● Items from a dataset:
————
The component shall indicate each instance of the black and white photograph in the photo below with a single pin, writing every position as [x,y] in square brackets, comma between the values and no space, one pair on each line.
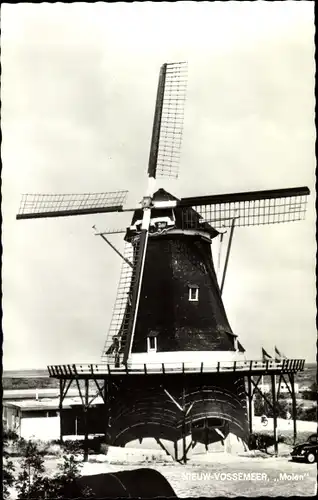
[159,250]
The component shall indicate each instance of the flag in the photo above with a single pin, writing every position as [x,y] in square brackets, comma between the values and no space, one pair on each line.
[279,355]
[240,347]
[265,355]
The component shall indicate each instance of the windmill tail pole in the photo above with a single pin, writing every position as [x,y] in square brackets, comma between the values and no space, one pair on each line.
[228,253]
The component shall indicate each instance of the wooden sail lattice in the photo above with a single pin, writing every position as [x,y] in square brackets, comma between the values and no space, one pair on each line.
[249,212]
[171,124]
[58,205]
[120,317]
[123,311]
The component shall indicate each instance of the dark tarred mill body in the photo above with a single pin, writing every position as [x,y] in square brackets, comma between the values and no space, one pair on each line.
[172,368]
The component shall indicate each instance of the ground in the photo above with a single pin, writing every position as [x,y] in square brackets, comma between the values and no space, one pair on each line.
[218,475]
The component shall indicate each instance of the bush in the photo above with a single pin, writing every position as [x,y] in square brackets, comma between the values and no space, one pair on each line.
[262,441]
[32,482]
[7,466]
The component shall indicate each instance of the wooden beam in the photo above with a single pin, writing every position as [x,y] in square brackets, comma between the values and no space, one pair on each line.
[273,378]
[250,408]
[292,383]
[86,421]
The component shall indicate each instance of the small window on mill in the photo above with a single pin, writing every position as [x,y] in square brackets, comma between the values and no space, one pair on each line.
[152,342]
[193,293]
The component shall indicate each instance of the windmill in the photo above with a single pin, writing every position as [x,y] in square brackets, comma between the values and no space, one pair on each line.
[169,316]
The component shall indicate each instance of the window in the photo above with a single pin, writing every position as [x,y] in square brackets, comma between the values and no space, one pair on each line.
[193,293]
[152,342]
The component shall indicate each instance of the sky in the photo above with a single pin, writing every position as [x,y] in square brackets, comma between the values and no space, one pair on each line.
[78,91]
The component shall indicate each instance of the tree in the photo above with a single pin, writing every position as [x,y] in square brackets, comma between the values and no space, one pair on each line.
[30,480]
[7,467]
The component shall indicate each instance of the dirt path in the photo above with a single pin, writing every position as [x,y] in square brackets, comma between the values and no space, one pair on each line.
[226,476]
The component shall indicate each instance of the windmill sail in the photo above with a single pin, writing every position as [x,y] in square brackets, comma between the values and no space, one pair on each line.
[168,121]
[35,206]
[121,330]
[250,208]
[121,311]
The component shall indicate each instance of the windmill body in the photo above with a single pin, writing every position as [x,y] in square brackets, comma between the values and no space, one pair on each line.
[180,302]
[172,368]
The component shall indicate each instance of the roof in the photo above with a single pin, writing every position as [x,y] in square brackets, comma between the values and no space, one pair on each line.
[47,404]
[187,214]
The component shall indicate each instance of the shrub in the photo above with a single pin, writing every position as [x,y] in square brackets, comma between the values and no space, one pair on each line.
[262,441]
[7,467]
[32,482]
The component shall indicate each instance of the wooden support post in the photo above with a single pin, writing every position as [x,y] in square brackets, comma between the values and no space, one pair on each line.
[273,378]
[250,406]
[176,450]
[292,385]
[184,444]
[61,409]
[106,407]
[86,422]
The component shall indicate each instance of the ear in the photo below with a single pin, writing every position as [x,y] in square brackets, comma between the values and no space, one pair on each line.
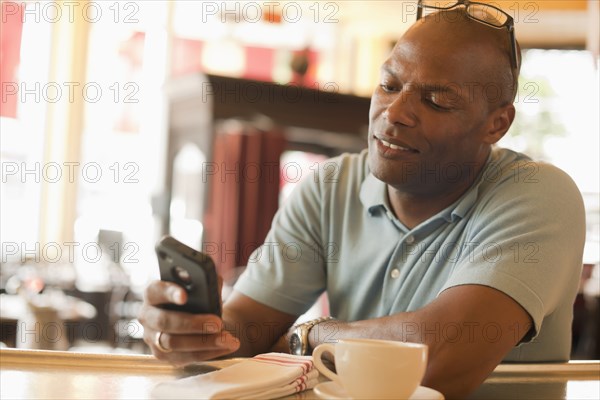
[499,121]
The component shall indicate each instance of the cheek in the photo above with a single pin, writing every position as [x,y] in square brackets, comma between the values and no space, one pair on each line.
[377,107]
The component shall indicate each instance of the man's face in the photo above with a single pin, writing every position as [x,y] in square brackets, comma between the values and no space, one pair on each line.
[428,115]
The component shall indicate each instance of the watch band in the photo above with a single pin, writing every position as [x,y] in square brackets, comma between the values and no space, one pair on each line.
[299,343]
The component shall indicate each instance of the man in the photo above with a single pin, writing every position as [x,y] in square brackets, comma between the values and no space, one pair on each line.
[432,236]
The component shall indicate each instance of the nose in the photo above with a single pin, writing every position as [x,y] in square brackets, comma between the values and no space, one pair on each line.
[401,111]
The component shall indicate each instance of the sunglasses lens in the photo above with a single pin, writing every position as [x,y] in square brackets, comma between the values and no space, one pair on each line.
[487,14]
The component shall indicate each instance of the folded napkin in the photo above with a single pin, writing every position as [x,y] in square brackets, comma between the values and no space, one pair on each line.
[266,376]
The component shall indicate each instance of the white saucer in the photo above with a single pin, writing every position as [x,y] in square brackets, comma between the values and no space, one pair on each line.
[331,390]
————
Return each line of the data, keeping its wording exact and omitting pictures.

● WRITTEN RESPONSE:
The component shall indicate each instance of the black and white photograph in the photo below with a single pin, writing every position as [x,y] in square brackets, comma between the values and no space, one pair on each line.
[159,250]
The component shall indicate each instance of the flag in the photo above with a single pin, writing every position as [x,y] in square brackets, comma between the values and no space, one pair on each line.
[279,355]
[240,347]
[265,355]
The component shall indicate each instance of the windmill tail pole in the photo above with a single pin, writing every position as [x,y] in square brackets, comma between the values and no space, one pair on each line.
[228,253]
The component shall indicate each instance of the wooden sail lattice in the photo above with a single pin, writing every position as [x,y] in square brackets, comma between the values and no space, one pair on each line.
[249,212]
[171,124]
[58,205]
[120,317]
[123,311]
The component shall indicate each instance of the dark tarred mill body in the photo above with a single pin, writing every position as [x,y] in square brackets, comma between the values and no space, one pair on each line.
[172,368]
The component shall indicate each instance of the ground in the photo above with a single pin, writing every position as [x,y] in square brackets, comma between the values and no space, one pair on each line.
[218,475]
The component shall indicate each instance of the bush in the photo above with a single pin, writing every position as [x,y] in square brackets, comma between the values and no space, one pair on each line.
[262,441]
[32,482]
[7,466]
The component shall indicate each instance of the wooden beam in the photo above with a single pin, writing every position as [x,y] in square brackets, comma between the values and no space, one pair on each line.
[273,378]
[250,408]
[292,383]
[86,421]
The component shall indicate each instance of the small window on mill in the photo above with a single pin, writing every position as [x,y] in square brackets, comma between the values and no space, one pair on each line.
[152,342]
[193,293]
The component shall indicate each instance of the windmill in the photo above with a single pin, writing every position as [x,y] in square brackets, comma between the values and no space, one pair on each line.
[169,316]
The component shall indicate each instance of the window in the photo above with a single pin, writing every position as [x,y] in square brackets, comma between the values and no space, one pair on each line.
[193,293]
[152,342]
The component shall indicate each instance of the sky in the photo above with a single pin, writing every position as [x,y] in square brackets, comma between the values and no space, one pair on each line.
[78,91]
The component shall indicate each instance of the tree in the photo above with a single pin, writing every position as [x,y] in square brackets, comma between the values and no space, one pair on each line.
[30,480]
[7,467]
The component shall indicate each instance of the dirt path in the photo above with a single pin, writing every position as [x,y] in square brackets, comma between the values and no space, one pair on each line.
[226,476]
The component shall indicate each instance of the windmill sail in the photo above with a single pin, writing every position as [x,y] in square brackets, comma between the values and no space, one pair on each line.
[168,121]
[35,206]
[121,330]
[250,208]
[121,311]
The component shall indicate each instance of the windmill body in the photo above with a single pin, writing every position as [x,y] in square brackets, comma between the values and no space, one pair on each line.
[180,302]
[172,368]
The component shall indicate each instance of the roof in the photo above with a single pin, writing every position as [x,y] in square brackets, comma between the values and no space, one pair on each line.
[47,404]
[187,214]
The component shall indicate each instance of the shrub in the photo above with a single pin, writing every position as [x,y] in square brackets, comma between the values and no space, one pair on each line.
[262,441]
[7,467]
[32,482]
The component shall indicate each instance of the wooden support post in the photo above with a single pin, writing every position as [x,y] in square brackets, comma between the values and no space, one pair on each line.
[273,378]
[250,406]
[176,450]
[292,385]
[184,444]
[61,409]
[106,407]
[86,422]
The component shall indicate each instance of the ear in the photo below with a single pin, writing every position as [x,y] in square brackets, comma between the values and no space, one pair on each line.
[499,121]
The component shall indicate each instance of the cheek in the photo above with a single pin, writing every position as [x,y] in square brackets, comma between the values and no space, one pair on each line.
[377,107]
The component shall indicate each instance of the man's face in the photo above with a single pin, writing every position as [x,y] in square brackets, comma between the values and no space, one pair on each line.
[428,115]
The component shall indicate each instance of the watch band in the photo above with a single pin, writing every position as [x,y] in square brackets, comma between the values and no space, one pair on each line.
[299,343]
The component shall indicate each instance of the man in the photo above with a single pin, writing every position as [x,y] in square brackets, comma between the values and no space, one pair on each line.
[432,236]
The component shall indicate each instance of the nose in the photo above with a single pin, writing every position as [x,y] in square brackets, comma between the values and no space, one pair on each line.
[401,111]
The component shall indicate each instance of the sunglasses lens in the photo above with a single pin, writing every position as [x,y] in square brackets, comma between the values and no space, one pair on each line.
[487,14]
The component shall indicate each instance of the folded napkin in the photo above with a single pin, writing every position as [x,y] in square brackets, comma between the values and no space, one pair on each line.
[266,376]
The component shall indicate each instance of the white saucer in the photo above with a single pin, writing every position as [x,y] in square brackets, comma between the values and no space, one pair on each line.
[331,390]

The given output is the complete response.